• [PAGE TEXT]
============================================================

There were several psychiatrists that were treating Hemingway through the years. Some of them address the writer’s paranoia and depression to his childhood experience. As most experts will tell you, everything starts in our childhood. Ernest’s mother, Grace, had a habit of dressing the writer in long, white frocks and fashion his hair like he was a little girl. Truth be told, in the early 19th century, it was a custom to dress infants alike, but Grace took it to extremes. Hemingway was referred as “Dutch dolly” in the circles of his mother. When the writer was two years old, he replied that he is not a Dutch dolly. That trauma made Hemingway hate his mother, and refer to her as “that bitch” and develop a strong sense of masculinity.
The writer also had to deal with personal trauma, like the ectopic pregnancy of his wife Mary Welsh. The two got married in 1946, and five months later, his wife had an ectopic pregnancy.
Many of his literary friends lost their lives, and Hemingway started to miss them. In 1939, Yeats and Ford Madox Ford, Scott Fitzgerald in 1940, Sherwood Anderson and James Joyce in 1941, Gertrude Stein in 1946 and Max Perkins, one of his longest friends in 1947.
His drinking problems were getting worse and worse with each passing year. His heavy drinking, combined with injuries, caused the author to suffer headaches, and have weight problems and diabetes.
But one of the biggest concerns is definitely the genetic disease, called Hemochromatosis, an inability to metabolize iron. The result is physical and mental deterioration, and when his father committed suicide, Ernest was devastated. Suicide was huge aspect of Hemingway’s family tree, as his sister Ursula and his brother Leicester also committed suicide in addition to his father.
Hemingway the Perfect Person
For the outside world, the writer was idealized as someone perfect, someone who has achieved everything. Hemingway was perceived as the perfect synthesis and balance of brain and brawn. His thirst for adventure drove, as he could be seen in the front line of a water buffalo for example. Hemingway was the finest writer of his time, and offered a refreshing style in a time when Victorian prose was everywhere. Ernest appealed the public with clean simplicity, and a genuine care for everyone around him.

============================================================

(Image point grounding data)

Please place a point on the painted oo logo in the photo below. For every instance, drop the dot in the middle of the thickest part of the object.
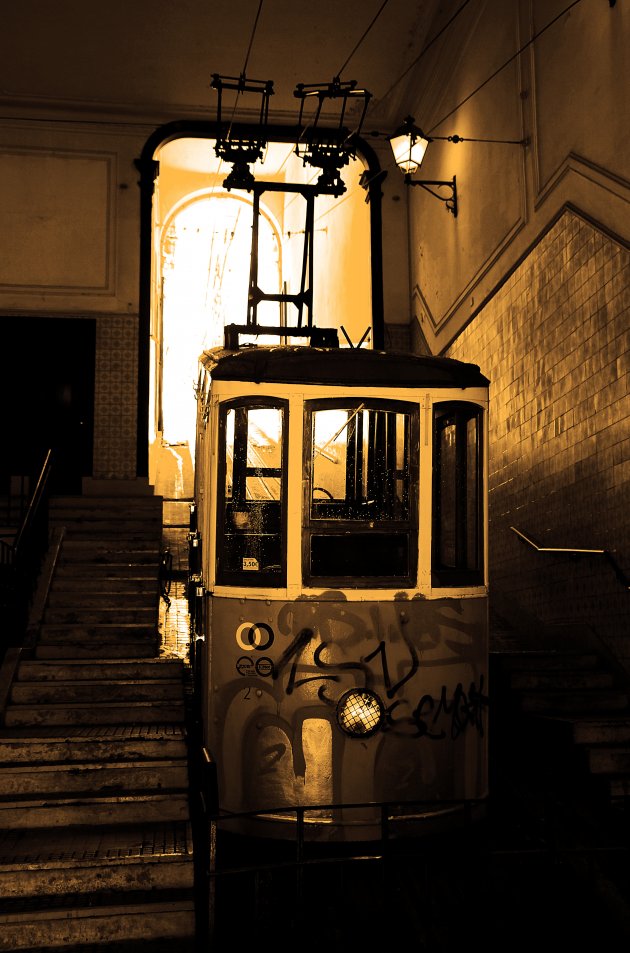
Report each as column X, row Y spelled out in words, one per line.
column 254, row 635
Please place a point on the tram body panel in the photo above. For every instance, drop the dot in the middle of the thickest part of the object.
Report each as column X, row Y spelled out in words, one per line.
column 277, row 675
column 342, row 654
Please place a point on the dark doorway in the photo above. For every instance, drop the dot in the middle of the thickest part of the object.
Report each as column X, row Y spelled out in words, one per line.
column 47, row 391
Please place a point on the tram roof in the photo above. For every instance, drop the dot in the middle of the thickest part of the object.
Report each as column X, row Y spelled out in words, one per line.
column 303, row 364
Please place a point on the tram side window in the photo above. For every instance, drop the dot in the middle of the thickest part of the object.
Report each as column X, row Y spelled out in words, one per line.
column 457, row 558
column 250, row 519
column 361, row 519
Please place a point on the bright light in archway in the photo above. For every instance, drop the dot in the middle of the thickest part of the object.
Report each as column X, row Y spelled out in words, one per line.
column 206, row 250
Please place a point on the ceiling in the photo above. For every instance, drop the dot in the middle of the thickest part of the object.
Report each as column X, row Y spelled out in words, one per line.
column 154, row 60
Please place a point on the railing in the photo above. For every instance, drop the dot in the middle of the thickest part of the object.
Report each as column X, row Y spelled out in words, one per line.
column 574, row 551
column 21, row 559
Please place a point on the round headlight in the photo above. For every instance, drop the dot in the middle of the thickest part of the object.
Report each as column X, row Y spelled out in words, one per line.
column 359, row 713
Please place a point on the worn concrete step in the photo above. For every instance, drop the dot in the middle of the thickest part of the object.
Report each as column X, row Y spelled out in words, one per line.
column 609, row 760
column 105, row 581
column 561, row 701
column 620, row 790
column 94, row 691
column 113, row 551
column 70, row 862
column 614, row 730
column 107, row 631
column 103, row 530
column 101, row 616
column 101, row 649
column 102, row 599
column 112, row 713
column 49, row 813
column 124, row 669
column 81, row 779
column 567, row 680
column 540, row 660
column 101, row 745
column 79, row 501
column 169, row 924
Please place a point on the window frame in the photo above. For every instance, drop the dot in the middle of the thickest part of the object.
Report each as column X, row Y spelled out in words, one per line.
column 443, row 576
column 248, row 578
column 323, row 526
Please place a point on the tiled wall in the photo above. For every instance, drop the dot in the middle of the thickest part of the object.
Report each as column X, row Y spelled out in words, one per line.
column 115, row 397
column 555, row 343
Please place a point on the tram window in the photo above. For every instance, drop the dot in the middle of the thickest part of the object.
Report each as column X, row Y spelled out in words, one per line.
column 457, row 498
column 250, row 518
column 360, row 520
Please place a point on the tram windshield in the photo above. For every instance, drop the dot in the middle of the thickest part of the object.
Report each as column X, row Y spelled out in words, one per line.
column 361, row 525
column 251, row 475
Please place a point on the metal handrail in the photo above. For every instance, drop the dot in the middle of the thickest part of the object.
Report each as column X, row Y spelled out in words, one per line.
column 576, row 551
column 21, row 560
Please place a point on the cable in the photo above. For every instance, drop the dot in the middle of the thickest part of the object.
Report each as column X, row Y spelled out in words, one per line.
column 425, row 49
column 374, row 19
column 249, row 48
column 507, row 62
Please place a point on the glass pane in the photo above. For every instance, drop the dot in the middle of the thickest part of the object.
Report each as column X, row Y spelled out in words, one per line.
column 448, row 496
column 360, row 467
column 252, row 539
column 472, row 469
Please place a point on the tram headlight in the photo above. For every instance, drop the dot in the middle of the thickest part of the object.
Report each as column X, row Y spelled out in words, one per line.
column 359, row 713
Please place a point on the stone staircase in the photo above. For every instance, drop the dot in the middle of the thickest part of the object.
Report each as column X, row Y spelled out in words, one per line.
column 95, row 830
column 562, row 688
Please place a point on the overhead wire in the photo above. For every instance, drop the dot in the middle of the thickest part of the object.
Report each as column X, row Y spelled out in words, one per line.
column 365, row 33
column 510, row 59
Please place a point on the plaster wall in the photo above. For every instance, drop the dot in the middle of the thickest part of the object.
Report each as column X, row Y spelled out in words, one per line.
column 555, row 343
column 514, row 70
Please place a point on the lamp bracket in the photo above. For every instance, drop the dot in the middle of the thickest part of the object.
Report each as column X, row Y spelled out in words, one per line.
column 430, row 184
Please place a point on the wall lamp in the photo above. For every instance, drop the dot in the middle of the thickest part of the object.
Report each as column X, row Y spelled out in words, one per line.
column 409, row 144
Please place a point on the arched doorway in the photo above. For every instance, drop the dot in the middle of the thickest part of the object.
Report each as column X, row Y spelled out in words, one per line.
column 191, row 291
column 205, row 253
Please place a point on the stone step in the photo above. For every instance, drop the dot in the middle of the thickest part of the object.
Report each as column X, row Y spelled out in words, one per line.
column 69, row 862
column 119, row 648
column 105, row 631
column 615, row 730
column 101, row 616
column 47, row 813
column 609, row 760
column 560, row 701
column 94, row 691
column 620, row 790
column 112, row 713
column 81, row 779
column 124, row 669
column 108, row 581
column 105, row 528
column 109, row 501
column 568, row 680
column 98, row 745
column 91, row 928
column 110, row 552
column 541, row 660
column 99, row 599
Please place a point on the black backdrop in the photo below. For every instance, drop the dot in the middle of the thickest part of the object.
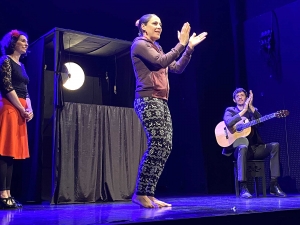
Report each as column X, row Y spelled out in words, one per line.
column 200, row 95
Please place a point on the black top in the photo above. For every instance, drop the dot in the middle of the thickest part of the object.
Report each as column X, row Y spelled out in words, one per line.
column 13, row 77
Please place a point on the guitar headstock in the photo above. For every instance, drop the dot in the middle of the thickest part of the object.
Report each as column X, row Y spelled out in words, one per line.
column 282, row 113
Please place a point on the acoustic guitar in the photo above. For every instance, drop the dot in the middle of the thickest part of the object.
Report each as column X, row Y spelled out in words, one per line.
column 226, row 136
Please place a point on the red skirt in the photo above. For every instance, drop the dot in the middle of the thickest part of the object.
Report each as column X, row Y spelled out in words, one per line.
column 13, row 130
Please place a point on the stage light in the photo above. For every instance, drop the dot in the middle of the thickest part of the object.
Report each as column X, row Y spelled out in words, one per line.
column 73, row 77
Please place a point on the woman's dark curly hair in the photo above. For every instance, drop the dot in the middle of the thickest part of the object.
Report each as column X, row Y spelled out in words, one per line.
column 9, row 41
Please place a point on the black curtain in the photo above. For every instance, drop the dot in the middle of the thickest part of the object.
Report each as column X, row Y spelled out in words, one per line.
column 99, row 151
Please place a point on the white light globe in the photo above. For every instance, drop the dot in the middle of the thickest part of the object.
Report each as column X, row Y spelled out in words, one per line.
column 76, row 76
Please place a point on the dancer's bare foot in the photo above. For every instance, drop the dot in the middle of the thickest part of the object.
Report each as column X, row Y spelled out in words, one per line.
column 143, row 201
column 159, row 203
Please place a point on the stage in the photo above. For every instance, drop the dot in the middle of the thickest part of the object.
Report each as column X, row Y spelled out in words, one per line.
column 208, row 209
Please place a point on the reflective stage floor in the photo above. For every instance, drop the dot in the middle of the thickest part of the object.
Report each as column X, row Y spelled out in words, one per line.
column 214, row 209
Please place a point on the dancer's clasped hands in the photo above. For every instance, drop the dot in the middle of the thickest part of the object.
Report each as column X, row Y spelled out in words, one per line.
column 185, row 38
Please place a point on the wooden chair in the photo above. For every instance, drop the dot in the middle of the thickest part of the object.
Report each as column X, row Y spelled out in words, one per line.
column 255, row 169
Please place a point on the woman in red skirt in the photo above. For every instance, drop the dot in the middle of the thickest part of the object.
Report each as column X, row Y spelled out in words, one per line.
column 15, row 111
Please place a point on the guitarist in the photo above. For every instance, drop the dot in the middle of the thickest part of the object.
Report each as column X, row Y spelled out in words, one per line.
column 251, row 147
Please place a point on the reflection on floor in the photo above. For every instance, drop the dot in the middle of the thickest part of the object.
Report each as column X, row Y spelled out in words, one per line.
column 185, row 210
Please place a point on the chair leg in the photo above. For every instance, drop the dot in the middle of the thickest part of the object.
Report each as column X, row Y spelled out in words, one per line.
column 237, row 186
column 256, row 186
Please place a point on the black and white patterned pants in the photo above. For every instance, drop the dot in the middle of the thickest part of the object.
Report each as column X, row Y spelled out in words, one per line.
column 155, row 117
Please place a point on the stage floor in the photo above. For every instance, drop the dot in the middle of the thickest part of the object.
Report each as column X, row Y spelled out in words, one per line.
column 185, row 210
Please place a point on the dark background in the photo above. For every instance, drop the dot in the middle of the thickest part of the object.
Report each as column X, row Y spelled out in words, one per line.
column 230, row 57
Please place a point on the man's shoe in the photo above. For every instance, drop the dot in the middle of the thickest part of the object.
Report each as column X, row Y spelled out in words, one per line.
column 276, row 190
column 244, row 192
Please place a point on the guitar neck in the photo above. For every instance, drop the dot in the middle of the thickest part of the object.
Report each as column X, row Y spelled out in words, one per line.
column 259, row 120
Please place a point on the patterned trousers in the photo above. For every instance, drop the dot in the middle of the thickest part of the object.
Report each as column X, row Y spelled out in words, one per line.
column 155, row 117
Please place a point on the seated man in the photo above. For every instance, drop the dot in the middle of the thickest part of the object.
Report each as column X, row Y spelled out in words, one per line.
column 251, row 147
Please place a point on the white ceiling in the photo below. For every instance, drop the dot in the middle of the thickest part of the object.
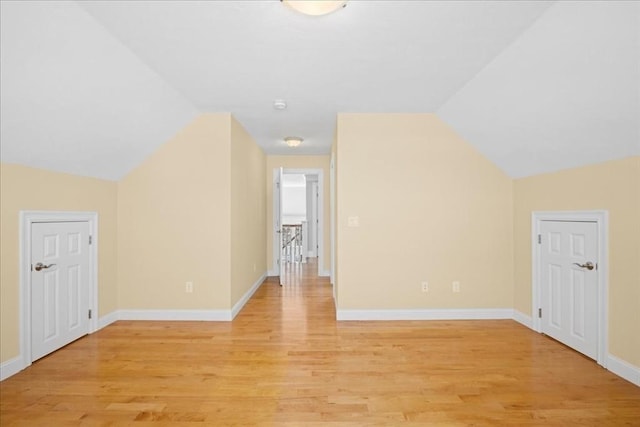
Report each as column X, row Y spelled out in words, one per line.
column 92, row 88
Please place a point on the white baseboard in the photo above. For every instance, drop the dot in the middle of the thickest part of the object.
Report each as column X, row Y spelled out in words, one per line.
column 245, row 298
column 523, row 319
column 426, row 314
column 11, row 367
column 186, row 315
column 108, row 319
column 624, row 369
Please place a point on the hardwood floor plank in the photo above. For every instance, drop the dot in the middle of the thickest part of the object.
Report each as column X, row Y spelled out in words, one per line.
column 285, row 361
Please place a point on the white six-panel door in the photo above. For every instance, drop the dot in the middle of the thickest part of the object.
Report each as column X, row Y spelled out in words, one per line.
column 569, row 287
column 59, row 285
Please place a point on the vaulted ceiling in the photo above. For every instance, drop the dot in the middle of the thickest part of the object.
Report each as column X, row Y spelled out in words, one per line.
column 94, row 87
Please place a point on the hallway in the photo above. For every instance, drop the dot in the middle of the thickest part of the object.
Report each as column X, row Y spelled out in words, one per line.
column 285, row 361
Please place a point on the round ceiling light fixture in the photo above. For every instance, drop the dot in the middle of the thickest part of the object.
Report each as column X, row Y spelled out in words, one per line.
column 279, row 104
column 315, row 7
column 293, row 141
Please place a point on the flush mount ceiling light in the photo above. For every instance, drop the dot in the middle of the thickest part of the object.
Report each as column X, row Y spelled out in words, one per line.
column 293, row 141
column 279, row 104
column 315, row 7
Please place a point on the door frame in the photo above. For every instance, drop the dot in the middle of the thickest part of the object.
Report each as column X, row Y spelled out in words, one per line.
column 601, row 218
column 27, row 218
column 321, row 201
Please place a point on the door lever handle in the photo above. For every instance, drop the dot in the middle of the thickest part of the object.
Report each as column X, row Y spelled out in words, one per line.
column 588, row 265
column 40, row 266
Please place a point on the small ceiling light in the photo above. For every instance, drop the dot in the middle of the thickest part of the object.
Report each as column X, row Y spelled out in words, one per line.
column 279, row 104
column 315, row 7
column 293, row 141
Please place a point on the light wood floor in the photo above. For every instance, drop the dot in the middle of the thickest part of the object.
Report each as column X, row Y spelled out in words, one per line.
column 285, row 361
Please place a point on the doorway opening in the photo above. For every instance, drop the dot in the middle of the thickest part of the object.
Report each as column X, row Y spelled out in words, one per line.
column 300, row 214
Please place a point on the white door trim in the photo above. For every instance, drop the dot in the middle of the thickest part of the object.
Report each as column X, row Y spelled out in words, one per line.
column 601, row 218
column 321, row 201
column 27, row 218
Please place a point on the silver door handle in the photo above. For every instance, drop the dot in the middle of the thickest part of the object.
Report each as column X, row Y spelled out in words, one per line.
column 588, row 265
column 40, row 266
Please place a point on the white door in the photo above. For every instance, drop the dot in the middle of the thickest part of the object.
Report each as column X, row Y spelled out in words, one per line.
column 279, row 234
column 569, row 284
column 313, row 221
column 59, row 285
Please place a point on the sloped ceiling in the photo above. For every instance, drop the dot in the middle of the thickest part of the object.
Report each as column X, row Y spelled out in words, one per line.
column 93, row 87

============================================================

• [TASKS TO CARRY OUT]
- A) Turn the paragraph of the text on Hemingway that begins "Many of his literary friends" into a short list that keeps each name and year.
- B) Carry the text on Hemingway forward, starting after its final sentence.
The data has no connection to the text on Hemingway.

• [WRITTEN ANSWERS]
- A)
Hemingway began to miss the many literary friends who died:
- 1939: Yeats and Ford Madox Ford
- 1940: Scott Fitzgerald
- 1941: Sherwood Anderson and James Joyce
- 1946: Gertrude Stein
- 1947: Max Perkins, one of his longest friends

- B)
One thing that best describes the condition in which Ernest Hemingway was during his last years is his letters with Gianfranco Ivancich, a good friend of the writer. The 15 letters were unveiled by the John F. Kennedy Presidential Library, and they show the personal connection between the two that lasted until Hemingway’s suicide in 1961. Here are some excerpts from those letters:
– Certainly missed you. Miss Uncle Willie. Have had to shoot people but never anyone I knew and loved for eleven years. Nor anyone that purred with two broken legs. I still had the rifle and I explained to them they had come at a bad time and to please understand and go away. But the rich Cadillac psycho said, ‘We have come at a most interesting time. Just in time to see the great Hemingway cry because he has to kill a cat (1953)
– It was much better weather than last year and there were many more fish. We caught an average of 20 good fish a day; many beautiful big yellow tails and pargos. Not as many groupers (cherna) as last year. I trained hard and got in fine shape; no belly and indio tostado color. Mary was in wonderful shape too and very happy. She caught the most fish and that made her even happier. Fishing in the Tin Kid is certainly lots of exercise. I always think of you and the big marlin of last year (April 1953)
– We miss you very much and it is lonesome to have somebody around as you were and have them like a brother and have them go away. Now I have no brother and no good drinking friend nor hard-working banana grower. Everybody remembers you with so much affection and sends very best wishes (1956)
– I wish I could write you good letters the way you do. Maybe it is because I write myself out in the other writing (1958)
– I have worked terribly hard – written over 100,000 words since the end of January and every day when finish too tired to write letters. Have the first draft of this about the bulls that comes after Death in the Afternoon done now (1960).